- Selected extract -
Experts advise viewing the seemingly huge one-year leap with caution. They raise these concerns:
The scores come from three different tests: the Gates-MacGinitie in grade one, and two versions of the Comprehensive Tests of Basic Skills (CTBS) for grade two, a fall version and a spring version.
Paul Mazza, the county's director of research and data analysis, said that the fall and spring CTBS tests were aligned so they can be compared, and allowances were made for the expected growth of students during the school year.
Michael Kean, vice president for public and governmental affairs at CTB/McGraw-Hill, which publishes the test, said the tests were equated and described the county's testing practice as "a very powerful way to judge student achievement."
But properly linking different tests is one of the most challenging problems in the testing field, experts say, and people argue about it all the time.
What particularly puzzled the experts was what appeared to be abnormally low scores in the fall. For example, first-graders -- 76 percent of whom scored at or above grade level in the spring of 1997 -- scored 10 points lower when they returned to school as second-graders last fall. County officials say there is an influx of new students in the fall, and that the second-grade test, the CTBS, is harder.
In any case, some experts suspect that the fall scores could be artificially low, which would make the fall-to-spring gains less meaningful.
"It means it's not real," Hoover said, stressing that he is not suggesting the data was manipulated. "There's something here that I don't understand."
Some experts said spring-to-spring results are more reliable, arguing it's a cleaner comparison to measure two groups of children at the same point in development against a national "norm" group at the same point in development.
From this perspective, from spring 1997 to spring 1998, the county posted a moderate gain -- an 8 point increase in the number of first-graders scoring at or above grade level and a 6 point increase among second-graders.
Another factor that might have slightly inflated the scores is the county's decision to eliminate from the data children who moved during the school year, in an effort to get a sharper picture of each school's instruction.
That group, representing 8 percent of first-graders and 13 percent of second-graders, is likely to disproportionately include low-income, low-achieving students.
Paul Glovinsky, a testing expert at Kaplan Educational Centers, which prepares students for standardized tests, said that it's obvious there is some overall change in performance; the testing sample is large, and the changes are across the board.
After a cursory review of the data, he said, "I think what happened is two things -- there was a program instituted that was more closely aligned with the skills that are weighted on the test. And there appears to be an abnormally low set of scores in the district in the fall."
'Going in the right direction'
County educators acknowledge that it will take time to draw conclusions about the effectiveness of Word Identification.
"I think that the gains show we're going in the right direction," Mazza said. "But we're going to need another year or two of data to prove it."
State schools Superintendent Nancy Grasmick said the county has taken important steps in the first, crucial phase of reading instruction: teaching children to sound out words.
But she noted that reading also involves comprehension and application of reading to problem-solving, and educators will watch for similar improvements on the MSPAP -- given initially in third grade -- which measures those skills.
Pub Date: 8/30/98

- Problems to work on -
**1.** Transcribe the stretch of the reading-scores article from "But she noted" through "measures those skills.".
**2.** For each statement, answer yes or no on whether it agrees with the reading-scores article, and quote the words from the article that settle it. (a) The county gave the Gates-MacGinitie test in grade two. (b) From spring 1997 to spring 1998, the number of second-graders scoring at or above grade level rose by 6 points. (c) Children who moved during the school year made up 13 percent of first-graders.

- Supplied information -
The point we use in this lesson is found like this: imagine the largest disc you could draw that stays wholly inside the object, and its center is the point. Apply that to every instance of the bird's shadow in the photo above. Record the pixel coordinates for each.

- Outputs in order -
**1.**
But she noted that reading also involves comprehension and application of reading to problem-solving, and educators will watch for similar improvements on the MSPAP -- given initially in third grade -- which measures those skills.

**2.**
(a) No: "the Gates-MacGinitie in grade one"
(b) Yes: "a 6 point increase among second-graders"
(c) No: "representing 8 percent of first-graders and 13 percent of second-graders"